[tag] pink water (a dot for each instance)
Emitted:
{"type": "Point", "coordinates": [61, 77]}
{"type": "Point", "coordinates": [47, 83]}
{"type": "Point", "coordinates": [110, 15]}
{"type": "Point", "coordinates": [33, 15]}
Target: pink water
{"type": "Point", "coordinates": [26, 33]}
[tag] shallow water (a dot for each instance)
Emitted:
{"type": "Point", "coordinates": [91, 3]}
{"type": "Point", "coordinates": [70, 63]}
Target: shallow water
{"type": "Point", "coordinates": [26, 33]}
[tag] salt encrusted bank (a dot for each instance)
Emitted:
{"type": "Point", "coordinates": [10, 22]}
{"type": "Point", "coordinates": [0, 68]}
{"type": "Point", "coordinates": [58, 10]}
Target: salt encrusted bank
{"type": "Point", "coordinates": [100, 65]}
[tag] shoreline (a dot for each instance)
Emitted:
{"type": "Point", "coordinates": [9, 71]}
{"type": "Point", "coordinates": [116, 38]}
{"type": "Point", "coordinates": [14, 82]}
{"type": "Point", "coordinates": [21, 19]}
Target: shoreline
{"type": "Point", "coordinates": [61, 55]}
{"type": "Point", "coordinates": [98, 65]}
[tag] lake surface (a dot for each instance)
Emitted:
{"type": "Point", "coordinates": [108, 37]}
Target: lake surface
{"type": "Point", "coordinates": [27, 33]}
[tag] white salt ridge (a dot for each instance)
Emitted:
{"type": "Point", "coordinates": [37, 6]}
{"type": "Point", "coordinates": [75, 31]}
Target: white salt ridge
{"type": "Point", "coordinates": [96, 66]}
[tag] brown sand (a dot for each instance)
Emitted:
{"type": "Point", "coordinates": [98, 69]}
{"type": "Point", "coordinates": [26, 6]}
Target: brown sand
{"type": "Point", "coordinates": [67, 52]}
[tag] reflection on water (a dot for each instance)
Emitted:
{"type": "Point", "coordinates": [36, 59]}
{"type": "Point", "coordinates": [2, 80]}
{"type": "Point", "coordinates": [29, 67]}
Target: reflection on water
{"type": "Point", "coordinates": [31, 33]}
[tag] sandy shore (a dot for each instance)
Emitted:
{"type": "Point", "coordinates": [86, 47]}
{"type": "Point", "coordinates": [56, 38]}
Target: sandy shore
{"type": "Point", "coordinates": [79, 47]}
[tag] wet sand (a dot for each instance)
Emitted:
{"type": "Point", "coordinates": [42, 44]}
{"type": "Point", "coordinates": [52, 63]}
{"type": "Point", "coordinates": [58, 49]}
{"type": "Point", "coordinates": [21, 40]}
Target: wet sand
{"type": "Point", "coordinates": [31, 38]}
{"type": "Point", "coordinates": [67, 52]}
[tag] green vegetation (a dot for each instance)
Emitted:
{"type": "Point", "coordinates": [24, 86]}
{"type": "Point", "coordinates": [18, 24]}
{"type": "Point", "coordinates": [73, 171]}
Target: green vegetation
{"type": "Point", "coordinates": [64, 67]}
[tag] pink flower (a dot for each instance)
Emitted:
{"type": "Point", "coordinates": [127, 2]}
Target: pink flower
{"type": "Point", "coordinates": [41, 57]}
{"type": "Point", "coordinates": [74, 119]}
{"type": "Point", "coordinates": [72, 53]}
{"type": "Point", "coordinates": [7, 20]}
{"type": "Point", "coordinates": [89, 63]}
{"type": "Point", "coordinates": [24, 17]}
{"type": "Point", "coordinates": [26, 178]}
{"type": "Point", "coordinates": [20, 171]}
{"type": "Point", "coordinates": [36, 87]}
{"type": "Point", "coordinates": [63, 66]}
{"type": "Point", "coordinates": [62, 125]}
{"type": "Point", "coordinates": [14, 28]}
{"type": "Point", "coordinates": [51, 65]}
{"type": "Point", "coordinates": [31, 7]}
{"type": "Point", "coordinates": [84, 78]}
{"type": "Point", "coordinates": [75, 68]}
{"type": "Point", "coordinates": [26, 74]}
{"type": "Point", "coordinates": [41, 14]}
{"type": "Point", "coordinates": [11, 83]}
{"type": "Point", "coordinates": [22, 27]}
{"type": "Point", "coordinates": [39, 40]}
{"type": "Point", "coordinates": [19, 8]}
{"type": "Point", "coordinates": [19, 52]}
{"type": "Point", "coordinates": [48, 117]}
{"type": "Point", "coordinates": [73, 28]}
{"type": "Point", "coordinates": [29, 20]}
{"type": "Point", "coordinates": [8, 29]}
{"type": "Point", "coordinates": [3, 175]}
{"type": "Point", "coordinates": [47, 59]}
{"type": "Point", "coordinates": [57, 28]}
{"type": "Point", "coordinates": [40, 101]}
········
Update the lines above so that every "brown sand" reads "tan sand". Leave all other text unchanged.

TASK OUTPUT:
[tag] pink water (a dot for each instance)
Emitted:
{"type": "Point", "coordinates": [61, 77]}
{"type": "Point", "coordinates": [47, 83]}
{"type": "Point", "coordinates": [110, 15]}
{"type": "Point", "coordinates": [33, 15]}
Target: pink water
{"type": "Point", "coordinates": [26, 33]}
[tag] shallow water (a dot for each instance)
Emitted:
{"type": "Point", "coordinates": [91, 3]}
{"type": "Point", "coordinates": [70, 63]}
Target: shallow water
{"type": "Point", "coordinates": [26, 33]}
[tag] salt encrusted bank (a dot for each instance)
Emitted:
{"type": "Point", "coordinates": [10, 22]}
{"type": "Point", "coordinates": [0, 68]}
{"type": "Point", "coordinates": [58, 10]}
Target: salt encrusted bank
{"type": "Point", "coordinates": [100, 65]}
[tag] shoreline (a dot for each instance)
Emitted:
{"type": "Point", "coordinates": [9, 71]}
{"type": "Point", "coordinates": [116, 38]}
{"type": "Point", "coordinates": [14, 82]}
{"type": "Point", "coordinates": [21, 19]}
Target: shoreline
{"type": "Point", "coordinates": [61, 55]}
{"type": "Point", "coordinates": [98, 65]}
[tag] lake surface (a dot for each instance)
Emitted:
{"type": "Point", "coordinates": [108, 37]}
Target: lake surface
{"type": "Point", "coordinates": [27, 33]}
[tag] white salt ridge (a dot for each instance)
Emitted:
{"type": "Point", "coordinates": [37, 6]}
{"type": "Point", "coordinates": [75, 31]}
Target: white salt ridge
{"type": "Point", "coordinates": [96, 66]}
[tag] tan sand (a dot for each instance)
Emitted:
{"type": "Point", "coordinates": [98, 69]}
{"type": "Point", "coordinates": [26, 6]}
Target: tan sand
{"type": "Point", "coordinates": [67, 52]}
[tag] reflection on water (a dot for each instance)
Emitted:
{"type": "Point", "coordinates": [36, 59]}
{"type": "Point", "coordinates": [2, 80]}
{"type": "Point", "coordinates": [29, 67]}
Target: reflection on water
{"type": "Point", "coordinates": [31, 33]}
[tag] sandy shore (a dot for each instance)
Emitted:
{"type": "Point", "coordinates": [86, 47]}
{"type": "Point", "coordinates": [56, 38]}
Target: sandy shore
{"type": "Point", "coordinates": [79, 47]}
[tag] wet sand (a dot for each instance)
Emitted:
{"type": "Point", "coordinates": [42, 44]}
{"type": "Point", "coordinates": [52, 63]}
{"type": "Point", "coordinates": [58, 49]}
{"type": "Point", "coordinates": [21, 40]}
Target: wet sand
{"type": "Point", "coordinates": [31, 38]}
{"type": "Point", "coordinates": [67, 52]}
[tag] green vegetation (a dot for each instance)
Emitted:
{"type": "Point", "coordinates": [24, 86]}
{"type": "Point", "coordinates": [18, 24]}
{"type": "Point", "coordinates": [73, 171]}
Target: green vegetation
{"type": "Point", "coordinates": [64, 67]}
[tag] pink flower (a dot for each instance)
Emitted:
{"type": "Point", "coordinates": [127, 2]}
Target: pink flower
{"type": "Point", "coordinates": [41, 57]}
{"type": "Point", "coordinates": [74, 119]}
{"type": "Point", "coordinates": [72, 53]}
{"type": "Point", "coordinates": [7, 20]}
{"type": "Point", "coordinates": [89, 63]}
{"type": "Point", "coordinates": [24, 17]}
{"type": "Point", "coordinates": [26, 178]}
{"type": "Point", "coordinates": [20, 171]}
{"type": "Point", "coordinates": [36, 87]}
{"type": "Point", "coordinates": [63, 66]}
{"type": "Point", "coordinates": [62, 125]}
{"type": "Point", "coordinates": [14, 28]}
{"type": "Point", "coordinates": [51, 65]}
{"type": "Point", "coordinates": [31, 7]}
{"type": "Point", "coordinates": [84, 78]}
{"type": "Point", "coordinates": [75, 68]}
{"type": "Point", "coordinates": [26, 74]}
{"type": "Point", "coordinates": [41, 14]}
{"type": "Point", "coordinates": [11, 83]}
{"type": "Point", "coordinates": [22, 27]}
{"type": "Point", "coordinates": [39, 40]}
{"type": "Point", "coordinates": [19, 8]}
{"type": "Point", "coordinates": [19, 52]}
{"type": "Point", "coordinates": [48, 117]}
{"type": "Point", "coordinates": [73, 28]}
{"type": "Point", "coordinates": [29, 20]}
{"type": "Point", "coordinates": [8, 29]}
{"type": "Point", "coordinates": [3, 175]}
{"type": "Point", "coordinates": [47, 59]}
{"type": "Point", "coordinates": [57, 28]}
{"type": "Point", "coordinates": [40, 101]}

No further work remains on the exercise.